**Task to complete**
Take the line containing "rear door handle" and every line after it to the end of the material below; reproduce them exactly, without pictures.

**Exercise data**
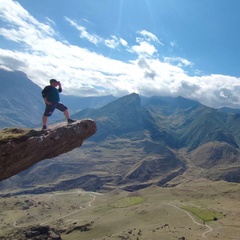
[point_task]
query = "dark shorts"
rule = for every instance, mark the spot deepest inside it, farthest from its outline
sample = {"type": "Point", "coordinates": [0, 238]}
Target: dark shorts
{"type": "Point", "coordinates": [50, 108]}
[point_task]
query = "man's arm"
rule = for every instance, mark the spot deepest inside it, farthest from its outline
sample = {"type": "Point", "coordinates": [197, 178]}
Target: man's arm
{"type": "Point", "coordinates": [59, 87]}
{"type": "Point", "coordinates": [44, 95]}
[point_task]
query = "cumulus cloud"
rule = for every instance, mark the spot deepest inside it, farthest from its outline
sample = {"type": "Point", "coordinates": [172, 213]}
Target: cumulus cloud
{"type": "Point", "coordinates": [42, 53]}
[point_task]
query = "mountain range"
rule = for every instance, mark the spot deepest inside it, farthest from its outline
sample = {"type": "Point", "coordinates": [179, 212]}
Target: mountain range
{"type": "Point", "coordinates": [22, 105]}
{"type": "Point", "coordinates": [139, 142]}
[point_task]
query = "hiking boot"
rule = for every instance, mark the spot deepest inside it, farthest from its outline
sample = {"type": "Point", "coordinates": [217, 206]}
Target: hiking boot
{"type": "Point", "coordinates": [71, 121]}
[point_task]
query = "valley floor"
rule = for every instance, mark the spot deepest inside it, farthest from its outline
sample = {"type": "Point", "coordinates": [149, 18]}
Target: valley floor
{"type": "Point", "coordinates": [195, 210]}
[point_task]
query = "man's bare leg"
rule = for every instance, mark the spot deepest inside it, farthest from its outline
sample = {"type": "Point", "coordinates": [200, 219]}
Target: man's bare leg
{"type": "Point", "coordinates": [44, 121]}
{"type": "Point", "coordinates": [66, 114]}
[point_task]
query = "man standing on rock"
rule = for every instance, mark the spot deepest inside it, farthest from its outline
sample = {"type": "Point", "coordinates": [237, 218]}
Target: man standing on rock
{"type": "Point", "coordinates": [52, 100]}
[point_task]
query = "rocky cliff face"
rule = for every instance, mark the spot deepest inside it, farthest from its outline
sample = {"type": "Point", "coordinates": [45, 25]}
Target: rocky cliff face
{"type": "Point", "coordinates": [22, 148]}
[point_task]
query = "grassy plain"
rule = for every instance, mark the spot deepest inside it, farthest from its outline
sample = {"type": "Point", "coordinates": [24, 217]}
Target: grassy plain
{"type": "Point", "coordinates": [152, 213]}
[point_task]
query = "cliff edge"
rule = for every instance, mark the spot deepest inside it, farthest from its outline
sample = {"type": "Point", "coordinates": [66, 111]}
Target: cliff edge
{"type": "Point", "coordinates": [22, 148]}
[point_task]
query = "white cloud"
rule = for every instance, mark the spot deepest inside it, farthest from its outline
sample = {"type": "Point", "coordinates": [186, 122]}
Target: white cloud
{"type": "Point", "coordinates": [42, 55]}
{"type": "Point", "coordinates": [148, 36]}
{"type": "Point", "coordinates": [84, 34]}
{"type": "Point", "coordinates": [144, 48]}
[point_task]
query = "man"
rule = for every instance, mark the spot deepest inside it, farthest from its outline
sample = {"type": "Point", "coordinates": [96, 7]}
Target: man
{"type": "Point", "coordinates": [52, 100]}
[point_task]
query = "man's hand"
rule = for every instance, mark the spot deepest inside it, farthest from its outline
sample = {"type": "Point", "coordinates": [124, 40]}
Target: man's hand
{"type": "Point", "coordinates": [47, 102]}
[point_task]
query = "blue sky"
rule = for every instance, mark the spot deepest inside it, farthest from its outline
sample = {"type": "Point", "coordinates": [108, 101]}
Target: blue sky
{"type": "Point", "coordinates": [152, 47]}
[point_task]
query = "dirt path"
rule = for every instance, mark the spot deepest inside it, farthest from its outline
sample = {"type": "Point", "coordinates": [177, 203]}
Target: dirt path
{"type": "Point", "coordinates": [93, 194]}
{"type": "Point", "coordinates": [210, 229]}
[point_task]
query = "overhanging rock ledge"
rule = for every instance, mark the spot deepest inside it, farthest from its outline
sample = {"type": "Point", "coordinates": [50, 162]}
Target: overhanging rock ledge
{"type": "Point", "coordinates": [24, 147]}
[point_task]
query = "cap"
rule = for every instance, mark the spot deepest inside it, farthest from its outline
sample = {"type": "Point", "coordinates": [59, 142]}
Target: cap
{"type": "Point", "coordinates": [52, 81]}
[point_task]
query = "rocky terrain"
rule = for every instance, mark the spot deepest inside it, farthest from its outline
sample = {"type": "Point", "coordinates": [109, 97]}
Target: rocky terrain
{"type": "Point", "coordinates": [22, 148]}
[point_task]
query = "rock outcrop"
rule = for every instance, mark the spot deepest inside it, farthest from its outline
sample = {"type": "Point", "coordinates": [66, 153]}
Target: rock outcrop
{"type": "Point", "coordinates": [22, 148]}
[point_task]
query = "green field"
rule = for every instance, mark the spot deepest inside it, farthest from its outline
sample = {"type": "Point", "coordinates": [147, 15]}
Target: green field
{"type": "Point", "coordinates": [153, 213]}
{"type": "Point", "coordinates": [203, 213]}
{"type": "Point", "coordinates": [126, 202]}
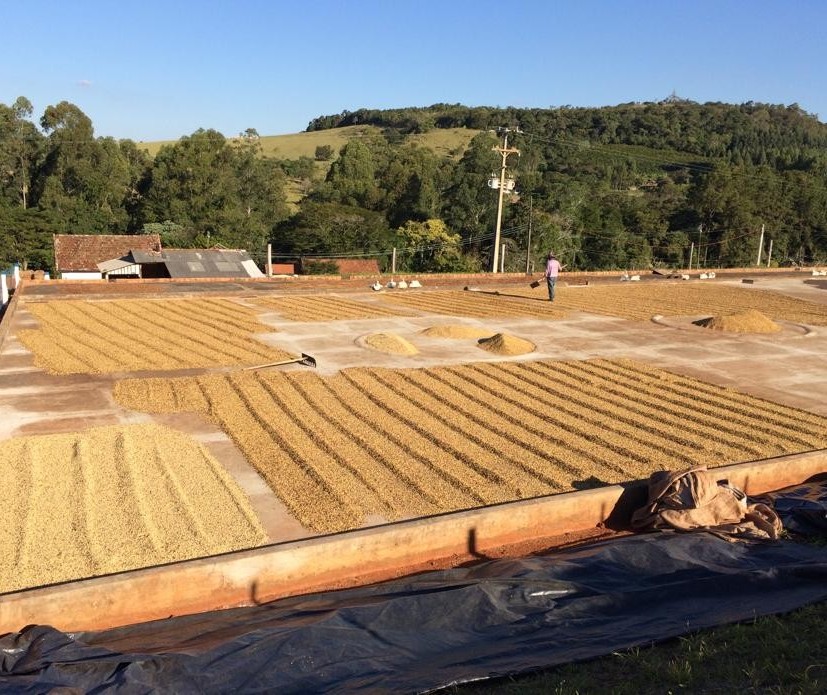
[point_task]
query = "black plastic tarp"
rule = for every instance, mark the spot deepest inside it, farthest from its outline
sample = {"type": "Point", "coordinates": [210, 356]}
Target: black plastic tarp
{"type": "Point", "coordinates": [803, 508]}
{"type": "Point", "coordinates": [437, 628]}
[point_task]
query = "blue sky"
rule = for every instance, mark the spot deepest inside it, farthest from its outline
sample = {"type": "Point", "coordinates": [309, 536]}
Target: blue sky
{"type": "Point", "coordinates": [152, 70]}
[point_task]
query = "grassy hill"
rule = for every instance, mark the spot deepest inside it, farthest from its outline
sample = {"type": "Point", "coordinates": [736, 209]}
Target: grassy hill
{"type": "Point", "coordinates": [450, 141]}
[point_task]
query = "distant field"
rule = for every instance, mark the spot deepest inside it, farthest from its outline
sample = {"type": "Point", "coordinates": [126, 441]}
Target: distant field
{"type": "Point", "coordinates": [449, 142]}
{"type": "Point", "coordinates": [401, 443]}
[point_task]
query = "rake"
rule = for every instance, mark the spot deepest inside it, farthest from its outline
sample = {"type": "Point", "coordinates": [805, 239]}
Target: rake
{"type": "Point", "coordinates": [309, 360]}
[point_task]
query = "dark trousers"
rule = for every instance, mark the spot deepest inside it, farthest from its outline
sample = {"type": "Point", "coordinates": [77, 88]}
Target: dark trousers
{"type": "Point", "coordinates": [551, 282]}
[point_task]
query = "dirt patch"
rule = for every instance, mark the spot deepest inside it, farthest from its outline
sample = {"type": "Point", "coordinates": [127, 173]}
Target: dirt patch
{"type": "Point", "coordinates": [456, 332]}
{"type": "Point", "coordinates": [476, 304]}
{"type": "Point", "coordinates": [326, 308]}
{"type": "Point", "coordinates": [92, 337]}
{"type": "Point", "coordinates": [749, 321]}
{"type": "Point", "coordinates": [640, 301]}
{"type": "Point", "coordinates": [111, 499]}
{"type": "Point", "coordinates": [504, 344]}
{"type": "Point", "coordinates": [390, 343]}
{"type": "Point", "coordinates": [404, 443]}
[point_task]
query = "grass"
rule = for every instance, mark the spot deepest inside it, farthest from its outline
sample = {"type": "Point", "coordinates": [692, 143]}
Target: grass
{"type": "Point", "coordinates": [782, 655]}
{"type": "Point", "coordinates": [449, 142]}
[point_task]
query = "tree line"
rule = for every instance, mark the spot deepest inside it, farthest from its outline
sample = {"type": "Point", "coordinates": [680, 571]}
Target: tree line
{"type": "Point", "coordinates": [629, 186]}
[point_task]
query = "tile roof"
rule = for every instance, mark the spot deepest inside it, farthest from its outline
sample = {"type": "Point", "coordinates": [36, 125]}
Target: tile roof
{"type": "Point", "coordinates": [83, 252]}
{"type": "Point", "coordinates": [351, 266]}
{"type": "Point", "coordinates": [199, 263]}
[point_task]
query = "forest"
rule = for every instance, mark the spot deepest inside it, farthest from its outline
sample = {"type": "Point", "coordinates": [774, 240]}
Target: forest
{"type": "Point", "coordinates": [633, 186]}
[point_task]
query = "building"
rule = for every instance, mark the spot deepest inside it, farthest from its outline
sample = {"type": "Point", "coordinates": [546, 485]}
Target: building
{"type": "Point", "coordinates": [182, 263]}
{"type": "Point", "coordinates": [77, 255]}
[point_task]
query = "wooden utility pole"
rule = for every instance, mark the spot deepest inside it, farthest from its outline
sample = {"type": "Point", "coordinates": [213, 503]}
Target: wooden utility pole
{"type": "Point", "coordinates": [760, 246]}
{"type": "Point", "coordinates": [504, 152]}
{"type": "Point", "coordinates": [528, 245]}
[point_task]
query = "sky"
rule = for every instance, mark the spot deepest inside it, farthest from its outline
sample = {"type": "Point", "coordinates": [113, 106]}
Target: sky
{"type": "Point", "coordinates": [151, 70]}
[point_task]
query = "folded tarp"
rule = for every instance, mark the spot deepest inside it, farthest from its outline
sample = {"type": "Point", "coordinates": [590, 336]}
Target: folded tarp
{"type": "Point", "coordinates": [437, 628]}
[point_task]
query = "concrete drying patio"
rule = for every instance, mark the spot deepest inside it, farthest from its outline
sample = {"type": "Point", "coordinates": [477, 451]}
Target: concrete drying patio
{"type": "Point", "coordinates": [788, 367]}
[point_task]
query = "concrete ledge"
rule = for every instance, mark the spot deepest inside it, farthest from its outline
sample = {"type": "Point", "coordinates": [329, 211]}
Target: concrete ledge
{"type": "Point", "coordinates": [354, 558]}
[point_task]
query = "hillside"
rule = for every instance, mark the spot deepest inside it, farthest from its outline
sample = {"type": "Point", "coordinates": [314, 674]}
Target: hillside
{"type": "Point", "coordinates": [446, 141]}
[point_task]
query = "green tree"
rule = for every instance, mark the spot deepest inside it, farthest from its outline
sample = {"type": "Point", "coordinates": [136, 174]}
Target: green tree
{"type": "Point", "coordinates": [331, 229]}
{"type": "Point", "coordinates": [430, 247]}
{"type": "Point", "coordinates": [324, 153]}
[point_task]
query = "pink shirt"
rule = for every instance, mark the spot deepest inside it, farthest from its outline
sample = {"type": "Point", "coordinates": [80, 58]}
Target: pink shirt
{"type": "Point", "coordinates": [552, 268]}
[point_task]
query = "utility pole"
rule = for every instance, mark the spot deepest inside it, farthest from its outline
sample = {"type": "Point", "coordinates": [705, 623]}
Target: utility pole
{"type": "Point", "coordinates": [760, 246]}
{"type": "Point", "coordinates": [502, 184]}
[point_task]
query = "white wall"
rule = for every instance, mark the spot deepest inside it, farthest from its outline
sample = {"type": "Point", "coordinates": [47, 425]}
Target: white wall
{"type": "Point", "coordinates": [81, 276]}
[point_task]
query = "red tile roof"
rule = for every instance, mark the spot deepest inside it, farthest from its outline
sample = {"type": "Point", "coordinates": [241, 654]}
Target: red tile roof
{"type": "Point", "coordinates": [83, 252]}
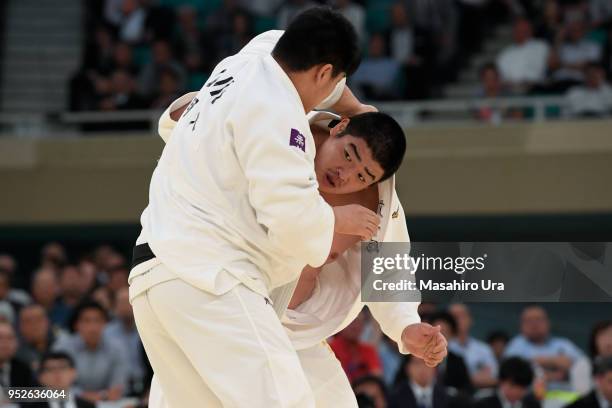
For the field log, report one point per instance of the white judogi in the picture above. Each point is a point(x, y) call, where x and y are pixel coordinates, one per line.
point(336, 299)
point(234, 211)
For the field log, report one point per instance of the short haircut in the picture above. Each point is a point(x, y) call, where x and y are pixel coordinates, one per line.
point(445, 317)
point(599, 328)
point(383, 135)
point(517, 371)
point(319, 36)
point(55, 355)
point(602, 365)
point(87, 304)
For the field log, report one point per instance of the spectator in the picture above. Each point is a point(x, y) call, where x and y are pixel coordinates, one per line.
point(45, 291)
point(594, 98)
point(600, 342)
point(163, 59)
point(101, 364)
point(454, 373)
point(523, 63)
point(554, 355)
point(498, 340)
point(376, 77)
point(18, 296)
point(354, 13)
point(13, 373)
point(572, 56)
point(57, 371)
point(37, 336)
point(478, 356)
point(122, 329)
point(515, 379)
point(416, 386)
point(290, 9)
point(601, 395)
point(373, 387)
point(358, 359)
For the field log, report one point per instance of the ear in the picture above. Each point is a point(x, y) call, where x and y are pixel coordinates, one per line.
point(324, 73)
point(340, 127)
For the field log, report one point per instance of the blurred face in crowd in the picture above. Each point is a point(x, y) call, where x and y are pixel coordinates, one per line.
point(5, 284)
point(33, 324)
point(603, 342)
point(522, 31)
point(604, 384)
point(513, 392)
point(57, 373)
point(345, 164)
point(372, 390)
point(123, 308)
point(377, 46)
point(418, 372)
point(595, 77)
point(45, 287)
point(399, 17)
point(534, 324)
point(8, 342)
point(8, 263)
point(90, 326)
point(462, 316)
point(70, 281)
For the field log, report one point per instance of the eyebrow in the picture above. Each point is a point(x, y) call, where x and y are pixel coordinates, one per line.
point(359, 158)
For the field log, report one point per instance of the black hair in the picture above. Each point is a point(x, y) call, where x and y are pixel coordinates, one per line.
point(445, 317)
point(55, 355)
point(87, 304)
point(517, 371)
point(595, 332)
point(319, 36)
point(383, 135)
point(602, 365)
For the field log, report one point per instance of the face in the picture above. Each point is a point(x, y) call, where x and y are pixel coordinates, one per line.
point(372, 390)
point(33, 324)
point(534, 324)
point(345, 164)
point(57, 374)
point(418, 372)
point(90, 326)
point(462, 316)
point(512, 392)
point(603, 342)
point(8, 342)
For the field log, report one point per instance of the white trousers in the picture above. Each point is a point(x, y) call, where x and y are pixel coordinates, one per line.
point(328, 381)
point(209, 351)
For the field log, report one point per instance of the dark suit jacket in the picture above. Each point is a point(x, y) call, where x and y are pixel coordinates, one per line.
point(494, 402)
point(403, 397)
point(588, 401)
point(21, 375)
point(81, 403)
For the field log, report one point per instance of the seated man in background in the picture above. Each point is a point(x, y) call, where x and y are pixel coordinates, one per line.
point(555, 355)
point(101, 364)
point(57, 371)
point(515, 379)
point(601, 396)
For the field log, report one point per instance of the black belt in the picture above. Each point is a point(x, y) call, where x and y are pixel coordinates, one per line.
point(141, 253)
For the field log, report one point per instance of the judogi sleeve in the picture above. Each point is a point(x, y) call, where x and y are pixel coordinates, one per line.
point(283, 186)
point(394, 316)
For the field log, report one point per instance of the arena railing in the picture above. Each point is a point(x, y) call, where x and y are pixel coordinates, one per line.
point(409, 114)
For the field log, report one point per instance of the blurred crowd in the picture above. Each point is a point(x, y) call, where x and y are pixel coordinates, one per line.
point(72, 327)
point(142, 54)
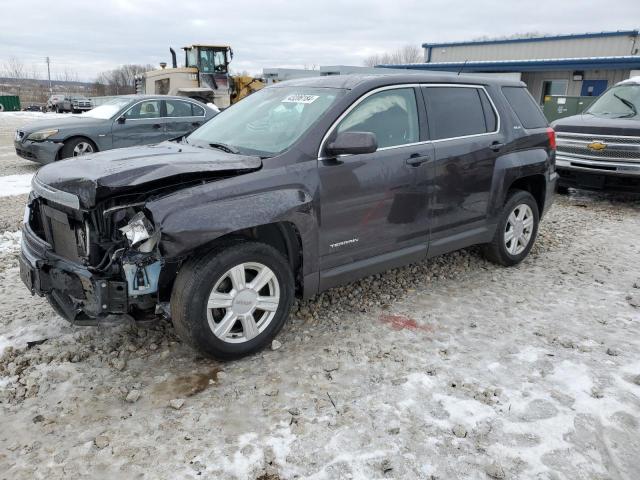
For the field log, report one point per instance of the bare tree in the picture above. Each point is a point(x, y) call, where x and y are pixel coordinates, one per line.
point(67, 75)
point(14, 68)
point(401, 56)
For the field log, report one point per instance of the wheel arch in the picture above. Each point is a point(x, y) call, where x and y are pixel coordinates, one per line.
point(526, 170)
point(535, 185)
point(284, 219)
point(74, 137)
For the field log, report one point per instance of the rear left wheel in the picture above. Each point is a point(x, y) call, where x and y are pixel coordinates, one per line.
point(516, 231)
point(232, 301)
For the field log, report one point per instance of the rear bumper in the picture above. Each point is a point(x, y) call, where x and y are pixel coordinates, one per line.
point(78, 292)
point(550, 193)
point(41, 152)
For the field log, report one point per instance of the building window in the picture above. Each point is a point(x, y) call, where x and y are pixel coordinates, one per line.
point(554, 88)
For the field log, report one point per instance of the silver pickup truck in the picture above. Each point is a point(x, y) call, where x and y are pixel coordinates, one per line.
point(65, 103)
point(600, 148)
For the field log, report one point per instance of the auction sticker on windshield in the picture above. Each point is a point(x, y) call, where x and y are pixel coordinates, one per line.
point(299, 98)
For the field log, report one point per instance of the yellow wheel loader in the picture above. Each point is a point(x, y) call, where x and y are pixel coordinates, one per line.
point(205, 77)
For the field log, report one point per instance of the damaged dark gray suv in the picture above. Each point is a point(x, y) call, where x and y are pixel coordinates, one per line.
point(300, 187)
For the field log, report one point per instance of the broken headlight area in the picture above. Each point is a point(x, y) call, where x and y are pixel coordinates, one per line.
point(141, 261)
point(142, 271)
point(140, 233)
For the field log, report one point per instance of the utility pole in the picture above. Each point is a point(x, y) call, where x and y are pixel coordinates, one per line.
point(49, 75)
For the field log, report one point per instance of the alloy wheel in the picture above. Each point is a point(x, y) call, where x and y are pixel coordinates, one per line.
point(519, 229)
point(243, 302)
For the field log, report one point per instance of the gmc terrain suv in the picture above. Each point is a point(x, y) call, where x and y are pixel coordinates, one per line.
point(298, 188)
point(600, 148)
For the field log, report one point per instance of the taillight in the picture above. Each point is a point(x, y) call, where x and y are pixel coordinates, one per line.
point(551, 134)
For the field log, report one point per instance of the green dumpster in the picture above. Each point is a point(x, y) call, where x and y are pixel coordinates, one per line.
point(9, 103)
point(556, 107)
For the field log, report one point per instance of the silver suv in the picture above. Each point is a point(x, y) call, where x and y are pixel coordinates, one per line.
point(600, 148)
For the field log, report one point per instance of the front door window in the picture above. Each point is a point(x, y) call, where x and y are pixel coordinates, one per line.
point(391, 115)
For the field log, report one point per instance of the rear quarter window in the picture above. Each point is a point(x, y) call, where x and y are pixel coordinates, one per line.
point(525, 107)
point(458, 112)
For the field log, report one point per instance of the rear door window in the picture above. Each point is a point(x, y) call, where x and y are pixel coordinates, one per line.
point(142, 110)
point(197, 110)
point(457, 112)
point(178, 108)
point(391, 115)
point(525, 107)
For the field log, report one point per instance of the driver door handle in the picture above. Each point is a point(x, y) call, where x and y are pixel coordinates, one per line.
point(416, 160)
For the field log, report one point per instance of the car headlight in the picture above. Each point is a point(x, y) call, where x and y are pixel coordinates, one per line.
point(140, 233)
point(41, 135)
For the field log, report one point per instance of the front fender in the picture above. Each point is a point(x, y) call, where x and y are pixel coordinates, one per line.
point(187, 223)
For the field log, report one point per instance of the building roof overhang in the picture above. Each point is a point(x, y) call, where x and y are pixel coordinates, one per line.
point(489, 66)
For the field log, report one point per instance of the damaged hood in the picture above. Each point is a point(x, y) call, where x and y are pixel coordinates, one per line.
point(71, 121)
point(92, 178)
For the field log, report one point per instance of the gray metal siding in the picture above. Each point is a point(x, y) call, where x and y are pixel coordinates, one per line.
point(534, 80)
point(562, 48)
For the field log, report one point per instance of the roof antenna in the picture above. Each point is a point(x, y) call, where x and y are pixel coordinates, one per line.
point(462, 67)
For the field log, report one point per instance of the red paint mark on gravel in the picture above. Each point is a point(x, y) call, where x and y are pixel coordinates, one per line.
point(400, 322)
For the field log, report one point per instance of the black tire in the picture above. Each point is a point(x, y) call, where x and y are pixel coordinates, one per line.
point(67, 149)
point(496, 251)
point(195, 282)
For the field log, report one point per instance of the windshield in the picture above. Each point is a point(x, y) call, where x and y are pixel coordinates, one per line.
point(622, 101)
point(108, 109)
point(212, 61)
point(267, 122)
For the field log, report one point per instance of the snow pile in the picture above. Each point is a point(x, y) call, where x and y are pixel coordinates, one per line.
point(10, 241)
point(28, 114)
point(15, 184)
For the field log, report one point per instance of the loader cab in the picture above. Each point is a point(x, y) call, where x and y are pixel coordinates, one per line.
point(212, 59)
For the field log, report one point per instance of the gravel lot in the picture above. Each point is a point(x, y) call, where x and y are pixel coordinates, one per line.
point(449, 369)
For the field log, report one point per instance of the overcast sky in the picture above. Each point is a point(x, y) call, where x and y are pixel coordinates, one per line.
point(89, 36)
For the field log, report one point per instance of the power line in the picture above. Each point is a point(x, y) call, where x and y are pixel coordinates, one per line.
point(49, 75)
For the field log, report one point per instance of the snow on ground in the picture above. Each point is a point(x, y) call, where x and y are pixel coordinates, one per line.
point(28, 115)
point(15, 184)
point(448, 369)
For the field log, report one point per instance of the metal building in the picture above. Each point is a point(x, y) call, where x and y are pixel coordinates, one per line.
point(578, 64)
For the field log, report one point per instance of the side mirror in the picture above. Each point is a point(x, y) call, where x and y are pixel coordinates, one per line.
point(353, 143)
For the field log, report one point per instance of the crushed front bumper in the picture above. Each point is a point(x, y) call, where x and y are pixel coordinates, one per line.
point(79, 293)
point(41, 152)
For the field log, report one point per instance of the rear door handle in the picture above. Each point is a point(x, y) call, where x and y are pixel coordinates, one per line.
point(416, 160)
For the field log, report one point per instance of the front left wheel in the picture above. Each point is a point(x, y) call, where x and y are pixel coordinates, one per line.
point(232, 301)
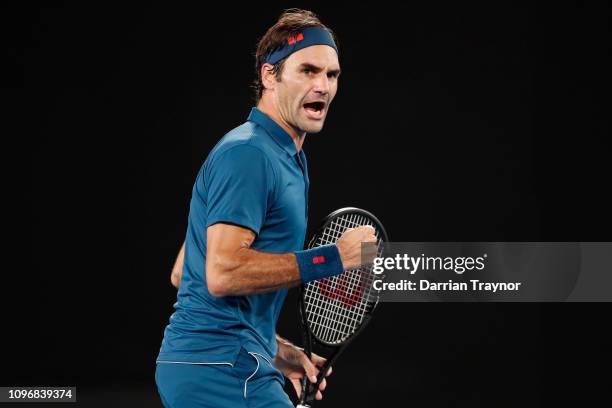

**Answer for the task**
For the field log, report one point per instance of the rear door handle in the picture above. Each point is a point(x, y) call, where x and y are pixel coordinates, one per line.
point(416, 160)
For the field log, report one point per instance of the front left wheel in the picture above. Each point is a point(x, y) call, where x and y are pixel coordinates, one per line.
point(232, 301)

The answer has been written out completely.